Aim of the task: Reproduce the records word for word, with nothing left out.

(Data excerpts)
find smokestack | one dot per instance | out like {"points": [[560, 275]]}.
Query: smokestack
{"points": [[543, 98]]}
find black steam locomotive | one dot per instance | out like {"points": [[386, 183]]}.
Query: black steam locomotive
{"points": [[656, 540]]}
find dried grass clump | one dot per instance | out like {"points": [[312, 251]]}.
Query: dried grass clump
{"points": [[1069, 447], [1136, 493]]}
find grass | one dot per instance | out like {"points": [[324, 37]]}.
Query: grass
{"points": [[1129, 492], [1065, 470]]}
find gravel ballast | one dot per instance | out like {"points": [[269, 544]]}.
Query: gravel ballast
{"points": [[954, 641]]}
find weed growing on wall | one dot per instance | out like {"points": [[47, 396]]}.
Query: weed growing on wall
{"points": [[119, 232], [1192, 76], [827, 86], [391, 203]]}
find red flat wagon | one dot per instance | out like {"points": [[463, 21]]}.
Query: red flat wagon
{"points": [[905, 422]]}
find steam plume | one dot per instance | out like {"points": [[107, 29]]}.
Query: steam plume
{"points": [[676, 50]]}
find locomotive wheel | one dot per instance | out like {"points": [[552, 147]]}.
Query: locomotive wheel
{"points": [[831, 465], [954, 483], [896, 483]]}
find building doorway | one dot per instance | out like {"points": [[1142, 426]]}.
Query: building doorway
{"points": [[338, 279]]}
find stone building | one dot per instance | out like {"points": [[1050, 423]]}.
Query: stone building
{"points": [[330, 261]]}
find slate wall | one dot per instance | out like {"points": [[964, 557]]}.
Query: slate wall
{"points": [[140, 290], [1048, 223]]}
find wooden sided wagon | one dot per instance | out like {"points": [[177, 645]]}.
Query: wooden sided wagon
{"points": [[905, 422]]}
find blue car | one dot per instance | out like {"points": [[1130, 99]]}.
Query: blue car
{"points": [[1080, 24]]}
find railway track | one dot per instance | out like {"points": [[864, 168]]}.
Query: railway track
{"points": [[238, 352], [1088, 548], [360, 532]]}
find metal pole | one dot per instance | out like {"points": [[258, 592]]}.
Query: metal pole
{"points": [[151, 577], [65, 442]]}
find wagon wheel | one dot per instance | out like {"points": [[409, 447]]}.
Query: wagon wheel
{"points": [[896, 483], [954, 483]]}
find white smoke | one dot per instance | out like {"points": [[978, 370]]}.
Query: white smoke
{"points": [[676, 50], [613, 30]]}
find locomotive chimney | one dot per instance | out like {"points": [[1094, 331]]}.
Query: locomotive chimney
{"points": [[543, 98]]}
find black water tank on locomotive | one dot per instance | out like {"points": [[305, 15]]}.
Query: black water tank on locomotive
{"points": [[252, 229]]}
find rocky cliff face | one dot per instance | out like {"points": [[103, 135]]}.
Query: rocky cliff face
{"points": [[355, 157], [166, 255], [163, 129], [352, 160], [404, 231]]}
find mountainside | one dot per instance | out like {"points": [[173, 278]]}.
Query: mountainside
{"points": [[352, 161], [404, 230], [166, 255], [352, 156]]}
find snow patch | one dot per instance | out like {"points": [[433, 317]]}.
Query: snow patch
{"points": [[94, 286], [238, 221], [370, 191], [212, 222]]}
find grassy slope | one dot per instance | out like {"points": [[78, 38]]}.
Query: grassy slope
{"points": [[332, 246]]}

Answer box:
find smokestack | one dot per instance | out like {"points": [[560, 275]]}.
Query: smokestack
{"points": [[543, 98]]}
find black steam locomotive | one dot per instance | out like {"points": [[386, 183]]}.
Query: black steam locomotive
{"points": [[656, 540]]}
find dried grass clump | one dot per instance | out like {"points": [[312, 251]]}.
Query: dried grass clump
{"points": [[1069, 447], [1136, 493]]}
find grass | one dot per instance | out like {"points": [[324, 37]]}.
Query: grass
{"points": [[1129, 492], [1065, 470]]}
find gravel ballast | one dot per instance | out like {"points": [[269, 544]]}.
Query: gravel ballast
{"points": [[954, 641]]}
find weed growing on wall | one dot per instance | out like {"points": [[47, 396]]}.
Query: weed growing on wall
{"points": [[119, 232], [1192, 76], [827, 86], [391, 203]]}
find red flat wagon | one dot per instance | out like {"points": [[463, 21]]}.
Query: red flat wagon
{"points": [[905, 422]]}
find steam plume | one dot per instance | out like {"points": [[107, 29]]}.
Query: steam plume
{"points": [[676, 50]]}
find locomotive wheel | one dot per instance | out like {"points": [[552, 147]]}.
Query: locomotive wheel
{"points": [[831, 465], [954, 483], [896, 483]]}
find building doorway | one dot per instance | out like {"points": [[1142, 426]]}.
Query: building doorway
{"points": [[338, 279]]}
find stone building | one dot per instance | out like {"points": [[1050, 423]]}.
Query: stone building
{"points": [[330, 261]]}
find slate wall | one dot per instance | out like {"points": [[964, 557]]}.
Query: slate wall
{"points": [[140, 290], [1048, 223]]}
find wooden sided wagon | one dot per instance | out like {"points": [[177, 645]]}.
Query: wooden sided wagon
{"points": [[905, 422]]}
find blue car | one dot per instance | out like {"points": [[1130, 99]]}.
Query: blue car
{"points": [[1080, 24]]}
find railway track | one dot per instance | out like {"points": [[864, 168]]}.
Query: railway track
{"points": [[238, 352], [1088, 548], [360, 532]]}
find metal pole | one dot per instance | out like {"points": [[258, 592]]}.
Query: metal pole
{"points": [[151, 577], [65, 442]]}
find wagon wheel | one dot per instance | out like {"points": [[409, 447]]}.
Query: wagon wheel
{"points": [[896, 483], [954, 483]]}
find white smoke | one dot per instance | out like {"points": [[978, 370]]}.
Query: white smoke
{"points": [[676, 50], [613, 30]]}
find locomotive chimney | one dot per instance | out like {"points": [[1094, 331]]}.
Query: locomotive chimney
{"points": [[543, 98]]}
find black water tank on locomotive | one dot per instance | out like {"points": [[305, 15]]}.
Query: black water tank on locomotive
{"points": [[252, 229]]}
find rocky cliff face | one dot per instance | out like {"points": [[103, 135]]}.
Query: rocky cliff face
{"points": [[355, 157], [166, 255], [163, 129], [352, 160], [404, 231]]}
find mountainside | one dot per instance | out like {"points": [[173, 278]]}.
Query: mountainside
{"points": [[352, 161], [404, 230], [166, 255], [352, 156]]}
find snow patch | one dot per instance | out like {"points": [[433, 317]]}.
Query: snow patch
{"points": [[94, 286], [238, 221], [370, 191], [212, 222]]}
find grassy slope | one dot per instance | out like {"points": [[78, 38]]}.
Query: grassy slope
{"points": [[332, 246]]}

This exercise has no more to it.